Task brief: Could each record be written out again exactly as it stands?

****************************************

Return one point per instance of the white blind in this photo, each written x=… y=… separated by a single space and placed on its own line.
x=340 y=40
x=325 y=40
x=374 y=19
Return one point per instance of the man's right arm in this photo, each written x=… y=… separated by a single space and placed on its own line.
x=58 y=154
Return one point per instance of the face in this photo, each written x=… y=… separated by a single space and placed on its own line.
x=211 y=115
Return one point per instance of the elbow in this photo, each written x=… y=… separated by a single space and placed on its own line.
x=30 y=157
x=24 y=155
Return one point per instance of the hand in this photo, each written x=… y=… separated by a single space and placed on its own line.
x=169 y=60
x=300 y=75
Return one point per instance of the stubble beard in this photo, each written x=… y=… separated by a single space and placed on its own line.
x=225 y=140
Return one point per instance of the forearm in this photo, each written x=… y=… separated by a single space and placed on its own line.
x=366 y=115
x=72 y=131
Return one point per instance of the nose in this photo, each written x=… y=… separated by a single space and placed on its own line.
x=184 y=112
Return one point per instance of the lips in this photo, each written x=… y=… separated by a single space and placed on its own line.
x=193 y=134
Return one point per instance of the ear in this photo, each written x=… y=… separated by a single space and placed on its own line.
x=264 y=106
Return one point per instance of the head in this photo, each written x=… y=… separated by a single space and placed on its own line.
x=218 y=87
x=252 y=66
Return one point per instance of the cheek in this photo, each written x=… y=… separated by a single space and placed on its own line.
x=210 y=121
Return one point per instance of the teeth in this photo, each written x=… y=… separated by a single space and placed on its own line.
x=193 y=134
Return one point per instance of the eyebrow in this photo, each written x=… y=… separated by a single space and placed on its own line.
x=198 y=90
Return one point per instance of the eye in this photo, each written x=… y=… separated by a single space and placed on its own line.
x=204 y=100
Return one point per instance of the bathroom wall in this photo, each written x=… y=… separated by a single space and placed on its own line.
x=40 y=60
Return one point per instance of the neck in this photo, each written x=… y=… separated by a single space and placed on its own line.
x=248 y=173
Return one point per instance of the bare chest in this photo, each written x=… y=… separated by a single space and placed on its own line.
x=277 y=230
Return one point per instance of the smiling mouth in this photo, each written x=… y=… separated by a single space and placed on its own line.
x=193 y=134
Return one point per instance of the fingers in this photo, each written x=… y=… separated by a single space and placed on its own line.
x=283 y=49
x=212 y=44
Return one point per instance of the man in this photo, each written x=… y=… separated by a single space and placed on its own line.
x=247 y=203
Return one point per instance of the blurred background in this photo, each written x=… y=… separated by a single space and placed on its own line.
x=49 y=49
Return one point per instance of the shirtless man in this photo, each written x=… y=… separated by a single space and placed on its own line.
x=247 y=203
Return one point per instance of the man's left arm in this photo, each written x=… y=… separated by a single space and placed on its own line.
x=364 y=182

****************************************

Answer for this exercise:
Return one point per instance of the white blind in this photo, each written x=… y=… separated by a single space and placed on its own line.
x=340 y=40
x=325 y=40
x=374 y=19
Return one point per instance of the man's right arm in this photo, each written x=… y=… separated by a single space and placed on its own line.
x=58 y=154
Return one point per instance of the face in this photo, each written x=… y=… separated by a single space and placed on its own line.
x=211 y=115
Return one point per instance of the elbow in this photo, each written x=… y=… separated by a single space and placed on its own line.
x=30 y=157
x=24 y=155
Return one point per instance of the hand in this photo, each written x=… y=… separated by a single space and placed on its own line.
x=169 y=60
x=300 y=75
Return one point per instance of the stubble beard in this photo, each written x=… y=… separated by a single space and placed on its own line.
x=225 y=140
Return one point per instance of the forearm in this photo, each written x=… y=… separated by a single space and placed on its own line.
x=366 y=115
x=72 y=131
Return one point per instance of the nose in this photo, each written x=… y=… separated by a single space and placed on its own line.
x=184 y=112
Return one point per instance of the lips in this photo, each written x=… y=… separated by a single space and placed on its own line.
x=193 y=134
Return one point per instance of the ear in this photo, each written x=… y=… separated by a single space and placed on its own line.
x=264 y=106
Return one point per instance of the head in this photo, each written x=… y=… separated by a single space and placed on its own line.
x=218 y=87
x=252 y=66
Return one point per instance of the cheek in this photo, each written x=… y=… separated by a single space and placed on its own line.
x=210 y=121
Return one point per instance of the teeth in this photo, each written x=… y=… separated by a single space and placed on its own line.
x=193 y=134
Return one point per instance of the eyebrow in this photo, each written x=… y=… separated by a single space and placed on its own line.
x=198 y=90
Return one point per instance of the eye in this photo, each written x=… y=… separated by a single space and placed on its own line.
x=204 y=100
Return one point per instance of the bathroom wall in this photo, each written x=… y=… separated by a single space and placed on its own line.
x=40 y=60
Return one point per instance of the neck in this photo, each written x=… y=… separated by a single space and placed on its own line.
x=248 y=173
Return one point per instance of the bare chest in this photo, each written x=… y=… separated by a single space and placed on its own line.
x=277 y=230
Return one point per instance of the smiling mouth in this photo, each written x=… y=… separated by a single space and placed on its own line.
x=193 y=134
Return one point per instance of the fingers in this photo, each written x=… y=… separated by a single space and placed on its own line.
x=283 y=49
x=212 y=44
Return one point per instance of the man in this photo, each written x=… y=… separated by a single space and placed on its own line.
x=247 y=203
Return one point per instance of the blurred background in this photo, each written x=… y=… separated by a single space and placed on its own line.
x=49 y=49
Return one point per instance of the shirtless man in this photo, each written x=… y=… separated by a single space and placed on its own line.
x=247 y=203
Return one point per instance of the man's left arm in this photo, each written x=… y=… separated by a single space and placed on its own line.
x=364 y=182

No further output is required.